What you should do: A verbatim copy of the records is required, with all pictures left out.

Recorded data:
--- --- ---

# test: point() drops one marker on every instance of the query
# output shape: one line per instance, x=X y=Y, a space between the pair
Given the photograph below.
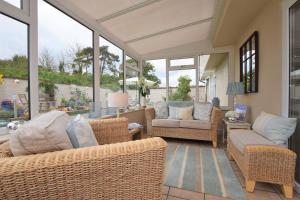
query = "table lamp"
x=117 y=100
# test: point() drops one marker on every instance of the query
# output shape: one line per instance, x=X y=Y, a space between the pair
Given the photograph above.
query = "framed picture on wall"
x=249 y=63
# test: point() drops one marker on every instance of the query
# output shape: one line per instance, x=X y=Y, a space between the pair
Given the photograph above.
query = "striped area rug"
x=202 y=169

--- --- ---

Answer section:
# test: point() drops one marker on every instance of the query
# output shape: one line per instance, x=X y=Y, a space between the pair
Given the photograph below.
query = "table lamp"
x=117 y=100
# test: point() drops one marker on every instance of the query
# output shape: one line per instance, x=X y=Y, a space between the pair
Given the photograph above.
query = "framed picture on wall"
x=249 y=63
# test: point() drops one marker on every instance of the query
# output shape: one line per instance, x=X y=Y, a space between the pair
Given the photograph above.
query = "striped area rug"
x=202 y=169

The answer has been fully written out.